### [WORK REQUEST]
The data below holds a line containing "Target: harvested field strip" and a line containing "of the pale"; please quote exactly those two lines and every line between them, and nothing else.
━━ RECORD EXCERPTS ━━
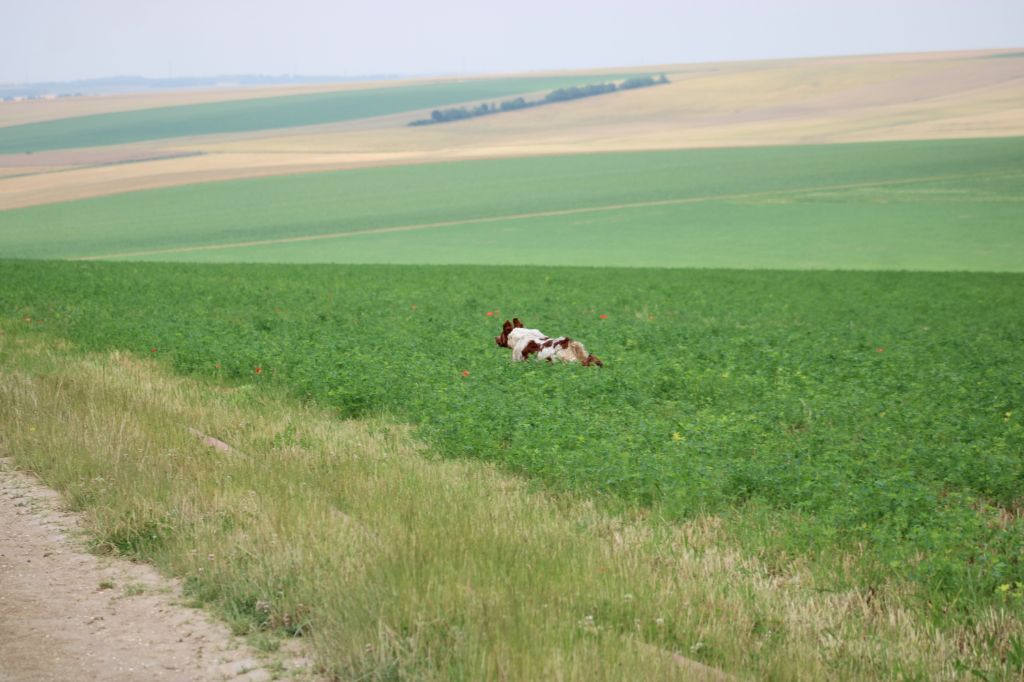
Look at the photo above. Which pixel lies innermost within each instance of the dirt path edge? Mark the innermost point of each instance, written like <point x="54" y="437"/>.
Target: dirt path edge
<point x="69" y="614"/>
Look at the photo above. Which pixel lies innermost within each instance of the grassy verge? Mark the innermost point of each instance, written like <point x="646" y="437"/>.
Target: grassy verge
<point x="397" y="565"/>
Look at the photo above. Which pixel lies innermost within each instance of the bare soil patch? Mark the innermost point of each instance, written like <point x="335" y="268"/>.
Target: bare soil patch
<point x="68" y="614"/>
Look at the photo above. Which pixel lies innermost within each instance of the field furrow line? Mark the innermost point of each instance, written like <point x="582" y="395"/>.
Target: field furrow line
<point x="605" y="208"/>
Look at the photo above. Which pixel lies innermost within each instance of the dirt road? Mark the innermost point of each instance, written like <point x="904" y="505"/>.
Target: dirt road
<point x="68" y="614"/>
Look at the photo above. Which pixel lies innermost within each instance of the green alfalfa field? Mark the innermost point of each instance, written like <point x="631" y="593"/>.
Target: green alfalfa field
<point x="849" y="432"/>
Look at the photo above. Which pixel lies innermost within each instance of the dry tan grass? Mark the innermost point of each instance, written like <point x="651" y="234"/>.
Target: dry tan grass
<point x="432" y="569"/>
<point x="849" y="99"/>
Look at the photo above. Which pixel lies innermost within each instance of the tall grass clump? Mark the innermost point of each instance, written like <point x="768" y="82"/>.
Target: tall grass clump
<point x="398" y="565"/>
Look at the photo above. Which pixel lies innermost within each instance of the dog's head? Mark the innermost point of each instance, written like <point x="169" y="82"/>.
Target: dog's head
<point x="503" y="339"/>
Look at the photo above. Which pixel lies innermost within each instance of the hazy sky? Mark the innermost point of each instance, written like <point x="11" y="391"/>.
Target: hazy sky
<point x="72" y="39"/>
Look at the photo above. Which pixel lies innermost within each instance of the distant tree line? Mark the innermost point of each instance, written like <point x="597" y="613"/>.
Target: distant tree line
<point x="561" y="94"/>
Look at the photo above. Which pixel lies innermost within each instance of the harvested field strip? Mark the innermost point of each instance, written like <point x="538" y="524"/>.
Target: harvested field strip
<point x="260" y="114"/>
<point x="525" y="216"/>
<point x="396" y="564"/>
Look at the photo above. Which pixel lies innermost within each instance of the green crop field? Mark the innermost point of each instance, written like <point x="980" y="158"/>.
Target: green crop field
<point x="845" y="410"/>
<point x="842" y="451"/>
<point x="927" y="206"/>
<point x="261" y="114"/>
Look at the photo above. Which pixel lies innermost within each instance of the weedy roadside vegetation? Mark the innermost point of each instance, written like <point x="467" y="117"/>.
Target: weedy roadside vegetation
<point x="398" y="565"/>
<point x="870" y="413"/>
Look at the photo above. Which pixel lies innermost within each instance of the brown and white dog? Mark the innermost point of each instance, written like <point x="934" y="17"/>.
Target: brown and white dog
<point x="524" y="341"/>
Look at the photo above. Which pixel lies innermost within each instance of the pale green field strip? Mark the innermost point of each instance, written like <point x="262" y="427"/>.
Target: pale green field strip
<point x="263" y="113"/>
<point x="521" y="216"/>
<point x="393" y="565"/>
<point x="690" y="208"/>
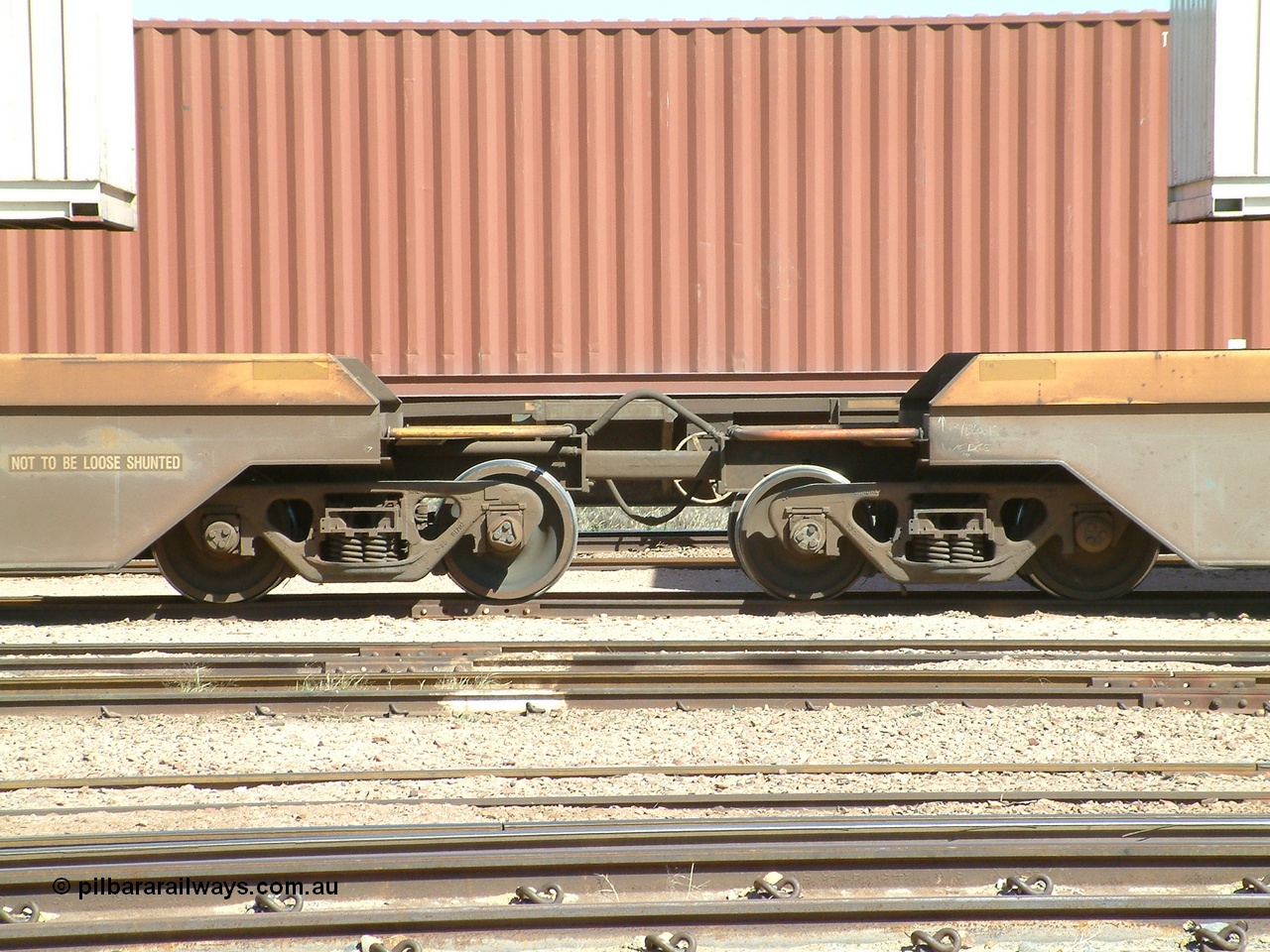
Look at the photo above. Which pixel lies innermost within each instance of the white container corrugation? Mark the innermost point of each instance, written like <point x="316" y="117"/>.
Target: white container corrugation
<point x="1219" y="109"/>
<point x="67" y="113"/>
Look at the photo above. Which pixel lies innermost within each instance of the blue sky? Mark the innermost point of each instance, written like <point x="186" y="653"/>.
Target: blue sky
<point x="598" y="9"/>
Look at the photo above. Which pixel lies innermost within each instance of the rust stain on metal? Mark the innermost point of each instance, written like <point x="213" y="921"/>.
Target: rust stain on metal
<point x="1214" y="377"/>
<point x="176" y="380"/>
<point x="846" y="197"/>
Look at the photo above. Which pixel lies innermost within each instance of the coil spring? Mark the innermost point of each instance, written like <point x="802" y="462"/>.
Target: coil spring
<point x="363" y="548"/>
<point x="952" y="549"/>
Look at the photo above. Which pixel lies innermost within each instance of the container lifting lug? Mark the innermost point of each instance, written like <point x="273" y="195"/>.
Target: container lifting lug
<point x="1219" y="936"/>
<point x="945" y="939"/>
<point x="19" y="915"/>
<point x="1039" y="885"/>
<point x="548" y="895"/>
<point x="679" y="942"/>
<point x="273" y="904"/>
<point x="776" y="887"/>
<point x="403" y="946"/>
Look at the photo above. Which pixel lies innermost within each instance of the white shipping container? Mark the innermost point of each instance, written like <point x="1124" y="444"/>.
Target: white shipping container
<point x="1219" y="109"/>
<point x="67" y="113"/>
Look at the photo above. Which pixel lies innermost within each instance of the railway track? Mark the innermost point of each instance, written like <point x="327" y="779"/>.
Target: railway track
<point x="84" y="610"/>
<point x="232" y="780"/>
<point x="1139" y="880"/>
<point x="400" y="680"/>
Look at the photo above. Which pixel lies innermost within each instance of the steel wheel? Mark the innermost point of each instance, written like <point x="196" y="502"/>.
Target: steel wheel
<point x="202" y="574"/>
<point x="1111" y="572"/>
<point x="757" y="536"/>
<point x="550" y="538"/>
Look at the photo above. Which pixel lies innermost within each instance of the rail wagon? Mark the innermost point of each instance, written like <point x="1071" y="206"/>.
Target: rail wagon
<point x="1070" y="470"/>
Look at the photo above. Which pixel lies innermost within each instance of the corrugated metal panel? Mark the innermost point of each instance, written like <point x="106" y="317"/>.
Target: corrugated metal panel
<point x="66" y="109"/>
<point x="648" y="199"/>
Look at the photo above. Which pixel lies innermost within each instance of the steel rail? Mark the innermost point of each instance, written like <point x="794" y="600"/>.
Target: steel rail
<point x="449" y="880"/>
<point x="695" y="801"/>
<point x="222" y="780"/>
<point x="1229" y="651"/>
<point x="729" y="923"/>
<point x="254" y="662"/>
<point x="536" y="693"/>
<point x="563" y="604"/>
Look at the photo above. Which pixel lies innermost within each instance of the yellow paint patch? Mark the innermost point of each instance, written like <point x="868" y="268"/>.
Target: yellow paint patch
<point x="290" y="370"/>
<point x="1016" y="368"/>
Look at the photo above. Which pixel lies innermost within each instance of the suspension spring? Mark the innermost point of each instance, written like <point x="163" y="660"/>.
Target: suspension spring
<point x="959" y="549"/>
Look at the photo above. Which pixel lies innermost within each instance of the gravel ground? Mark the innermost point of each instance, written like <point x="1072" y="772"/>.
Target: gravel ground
<point x="172" y="746"/>
<point x="42" y="747"/>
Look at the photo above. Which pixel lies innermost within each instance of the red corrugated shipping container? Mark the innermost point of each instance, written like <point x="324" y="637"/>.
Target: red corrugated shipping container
<point x="843" y="200"/>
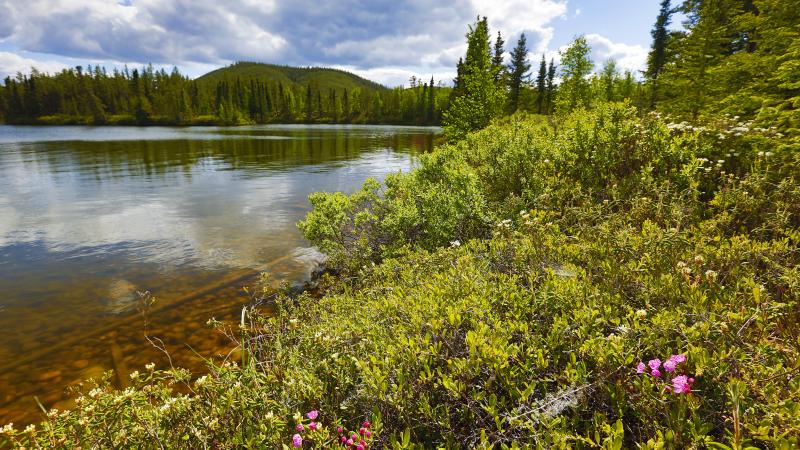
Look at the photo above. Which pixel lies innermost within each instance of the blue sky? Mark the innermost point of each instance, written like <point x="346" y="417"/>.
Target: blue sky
<point x="384" y="40"/>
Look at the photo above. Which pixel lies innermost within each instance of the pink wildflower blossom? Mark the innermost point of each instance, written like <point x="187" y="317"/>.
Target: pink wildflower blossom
<point x="678" y="358"/>
<point x="682" y="384"/>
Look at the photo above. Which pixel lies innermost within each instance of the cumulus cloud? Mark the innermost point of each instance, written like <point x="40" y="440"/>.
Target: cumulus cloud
<point x="383" y="38"/>
<point x="146" y="30"/>
<point x="11" y="63"/>
<point x="628" y="57"/>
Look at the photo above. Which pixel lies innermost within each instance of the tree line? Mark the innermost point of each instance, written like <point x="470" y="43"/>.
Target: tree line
<point x="734" y="57"/>
<point x="149" y="96"/>
<point x="739" y="58"/>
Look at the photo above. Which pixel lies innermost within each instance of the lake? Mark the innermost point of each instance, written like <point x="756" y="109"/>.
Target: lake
<point x="91" y="218"/>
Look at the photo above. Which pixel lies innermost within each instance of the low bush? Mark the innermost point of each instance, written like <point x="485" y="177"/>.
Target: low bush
<point x="610" y="281"/>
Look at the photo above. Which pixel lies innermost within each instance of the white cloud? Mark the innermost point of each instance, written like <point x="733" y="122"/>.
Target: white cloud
<point x="172" y="32"/>
<point x="516" y="16"/>
<point x="397" y="76"/>
<point x="383" y="40"/>
<point x="628" y="57"/>
<point x="11" y="63"/>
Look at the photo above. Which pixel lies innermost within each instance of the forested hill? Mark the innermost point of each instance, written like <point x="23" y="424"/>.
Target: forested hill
<point x="322" y="77"/>
<point x="243" y="93"/>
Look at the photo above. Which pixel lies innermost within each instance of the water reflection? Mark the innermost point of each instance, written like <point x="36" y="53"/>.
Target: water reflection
<point x="91" y="216"/>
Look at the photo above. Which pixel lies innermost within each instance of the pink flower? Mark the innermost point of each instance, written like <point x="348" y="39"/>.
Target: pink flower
<point x="678" y="358"/>
<point x="682" y="384"/>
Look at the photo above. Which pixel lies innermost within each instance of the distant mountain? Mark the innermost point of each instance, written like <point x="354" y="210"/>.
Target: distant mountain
<point x="319" y="77"/>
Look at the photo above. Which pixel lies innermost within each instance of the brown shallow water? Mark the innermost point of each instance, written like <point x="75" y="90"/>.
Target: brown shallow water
<point x="89" y="217"/>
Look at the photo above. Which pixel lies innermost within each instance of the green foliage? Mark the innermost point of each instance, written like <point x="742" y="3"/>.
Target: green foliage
<point x="521" y="275"/>
<point x="735" y="57"/>
<point x="242" y="93"/>
<point x="575" y="68"/>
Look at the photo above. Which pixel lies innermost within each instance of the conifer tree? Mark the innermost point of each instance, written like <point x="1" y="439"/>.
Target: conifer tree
<point x="430" y="114"/>
<point x="518" y="71"/>
<point x="658" y="53"/>
<point x="575" y="68"/>
<point x="480" y="99"/>
<point x="541" y="86"/>
<point x="551" y="86"/>
<point x="497" y="58"/>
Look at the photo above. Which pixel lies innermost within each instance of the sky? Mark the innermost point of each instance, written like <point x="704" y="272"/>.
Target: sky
<point x="387" y="41"/>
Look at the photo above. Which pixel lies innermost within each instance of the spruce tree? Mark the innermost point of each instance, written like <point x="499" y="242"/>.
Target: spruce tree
<point x="497" y="58"/>
<point x="541" y="86"/>
<point x="658" y="53"/>
<point x="430" y="114"/>
<point x="575" y="67"/>
<point x="481" y="99"/>
<point x="518" y="71"/>
<point x="551" y="87"/>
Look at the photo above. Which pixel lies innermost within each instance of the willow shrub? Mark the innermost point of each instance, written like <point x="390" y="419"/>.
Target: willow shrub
<point x="612" y="281"/>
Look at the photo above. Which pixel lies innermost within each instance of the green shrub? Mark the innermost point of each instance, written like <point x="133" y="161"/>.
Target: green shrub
<point x="526" y="279"/>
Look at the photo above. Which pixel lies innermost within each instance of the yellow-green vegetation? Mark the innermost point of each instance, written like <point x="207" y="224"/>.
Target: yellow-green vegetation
<point x="515" y="290"/>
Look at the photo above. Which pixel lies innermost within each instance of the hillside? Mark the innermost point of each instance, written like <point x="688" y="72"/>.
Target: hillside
<point x="322" y="78"/>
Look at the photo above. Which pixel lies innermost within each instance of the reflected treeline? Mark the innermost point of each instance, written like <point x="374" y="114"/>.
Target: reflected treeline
<point x="275" y="151"/>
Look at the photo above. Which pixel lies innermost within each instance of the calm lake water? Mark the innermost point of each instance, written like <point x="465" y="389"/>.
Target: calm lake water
<point x="90" y="217"/>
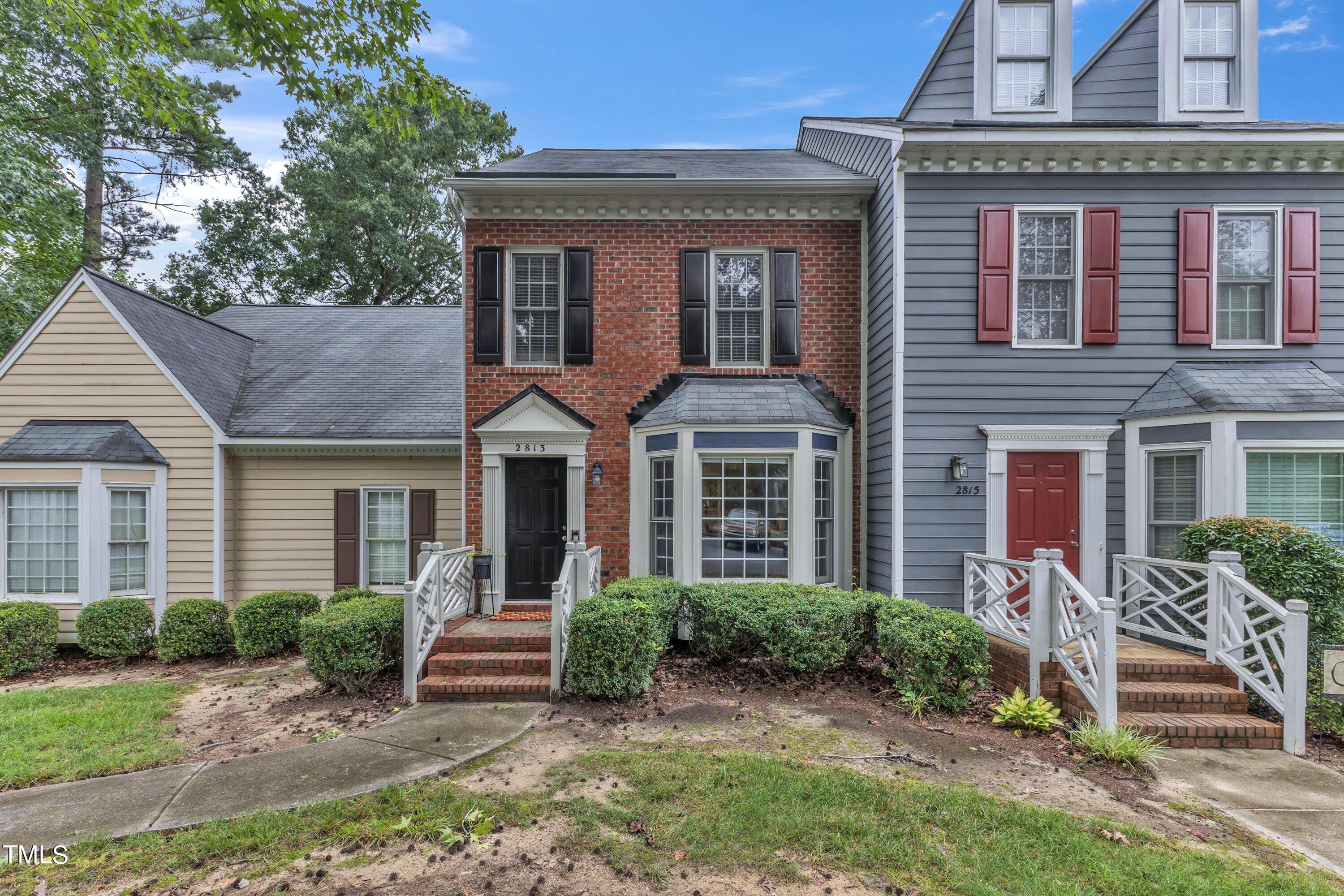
━━━
### [RESULT FOR THIS EXERCISE]
Target: harvested field strip
<point x="260" y="114"/>
<point x="525" y="216"/>
<point x="396" y="564"/>
Look at the photo above. Which pixel lies innermost within each instance of the green crop field? Mark the innermost point of each instance, written like <point x="980" y="158"/>.
Target: green crop field
<point x="845" y="410"/>
<point x="842" y="451"/>
<point x="927" y="206"/>
<point x="261" y="114"/>
Look at the photo above. Which pixel lies innermost within each instance of the weedy roadside vegetation? Mark the innermost point of each instance, written like <point x="467" y="117"/>.
Target: weedy roadside vegetation
<point x="398" y="565"/>
<point x="870" y="413"/>
Look at the photo above. Which pixel lies innermost within each instance of the brown and white dog? Mark the innermost point of each instance, written like <point x="934" y="17"/>.
Target: brown and white dog
<point x="524" y="341"/>
Look at the photo above. Which pixel lies innermost within each instance of the pale green field strip? Mark the innermost point of each instance, written like <point x="262" y="427"/>.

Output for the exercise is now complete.